## Required tasks
A: Write out the section of the José Sérgio text that begins with the words containing "When we sit" and ends with "few black people.".
B: In the José Sérgio text, why were the cameras at the Casa Velha Cultural Association not being used? Answer in one to three sentences.

## Document extract
When we sit down to talk to José Sérgio, there is already an object being leafed through on the table. Even as we talk about the photojournalist's career, the beginnings of each of his endeavours, there are already portraits on the stage between two cups of coffee. Presentes! — just like that, with an exclamation mark — is a book of portraits of Porto's African and Afro-descendant community. It's an extensive collection, living proof that aims to disprove the cliché that Porto is a city with few black people.

Starting with one of his many beginnings, José Sérgio discovered photography through theatre in Maputo. He looked to the Casa Velha Cultural Association for a vehicle to explore amateur theatre, but there he found some abandoned cameras. "I had spectacular laboratories and machines, almost as good as new, but it puzzled me why they weren't being used - until I realised that there was no film, no chemicals for developing, no consumables."

Dataset rows
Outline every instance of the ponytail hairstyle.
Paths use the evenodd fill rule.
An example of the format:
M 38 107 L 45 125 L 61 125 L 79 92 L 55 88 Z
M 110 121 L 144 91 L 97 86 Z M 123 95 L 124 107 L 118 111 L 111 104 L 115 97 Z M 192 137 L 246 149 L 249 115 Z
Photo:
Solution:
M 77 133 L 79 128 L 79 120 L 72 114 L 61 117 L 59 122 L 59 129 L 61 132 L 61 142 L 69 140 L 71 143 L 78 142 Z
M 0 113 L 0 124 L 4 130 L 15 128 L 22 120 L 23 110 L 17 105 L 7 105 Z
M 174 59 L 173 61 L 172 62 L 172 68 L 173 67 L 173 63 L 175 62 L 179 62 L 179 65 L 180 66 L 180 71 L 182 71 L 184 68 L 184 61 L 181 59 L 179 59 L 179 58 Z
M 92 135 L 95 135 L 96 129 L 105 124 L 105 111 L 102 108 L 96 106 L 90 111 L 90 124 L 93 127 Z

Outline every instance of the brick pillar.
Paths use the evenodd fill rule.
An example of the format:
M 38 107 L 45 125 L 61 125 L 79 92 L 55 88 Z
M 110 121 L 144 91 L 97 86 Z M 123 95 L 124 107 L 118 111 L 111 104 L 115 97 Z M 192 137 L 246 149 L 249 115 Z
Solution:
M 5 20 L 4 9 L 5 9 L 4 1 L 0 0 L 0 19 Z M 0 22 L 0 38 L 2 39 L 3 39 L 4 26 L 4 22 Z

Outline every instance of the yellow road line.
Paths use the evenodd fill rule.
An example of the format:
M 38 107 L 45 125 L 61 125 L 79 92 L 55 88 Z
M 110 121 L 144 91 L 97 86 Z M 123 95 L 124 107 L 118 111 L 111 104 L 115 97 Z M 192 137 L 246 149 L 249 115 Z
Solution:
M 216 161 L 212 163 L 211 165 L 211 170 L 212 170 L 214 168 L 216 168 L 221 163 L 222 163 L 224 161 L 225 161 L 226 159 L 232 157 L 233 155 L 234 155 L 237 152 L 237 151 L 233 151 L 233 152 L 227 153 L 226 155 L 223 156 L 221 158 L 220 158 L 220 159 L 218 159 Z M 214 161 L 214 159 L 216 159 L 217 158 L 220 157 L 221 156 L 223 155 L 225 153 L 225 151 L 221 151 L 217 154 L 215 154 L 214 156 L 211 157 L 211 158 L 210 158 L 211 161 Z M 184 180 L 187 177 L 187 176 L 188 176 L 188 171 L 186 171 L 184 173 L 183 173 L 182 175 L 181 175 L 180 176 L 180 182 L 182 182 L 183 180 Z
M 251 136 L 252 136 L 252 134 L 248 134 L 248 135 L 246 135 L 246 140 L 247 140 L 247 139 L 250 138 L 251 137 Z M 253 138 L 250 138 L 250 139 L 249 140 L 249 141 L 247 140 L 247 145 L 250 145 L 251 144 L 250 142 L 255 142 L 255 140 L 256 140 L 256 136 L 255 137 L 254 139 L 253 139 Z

## Answers to the tasks
A:
When we sit down to talk to José Sérgio, there is already an object being leafed through on the table. Even as we talk about the photojournalist's career, the beginnings of each of his endeavours, there are already portraits on the stage between two cups of coffee. Presentes! — just like that, with an exclamation mark — is a book of portraits of Porto's African and Afro-descendant community. It's an extensive collection, living proof that aims to disprove the cliché that Porto is a city with few black people.

B: They were not being used because there was no film, no chemicals for developing, and no other consumables. The laboratories and machines themselves were almost as good as new.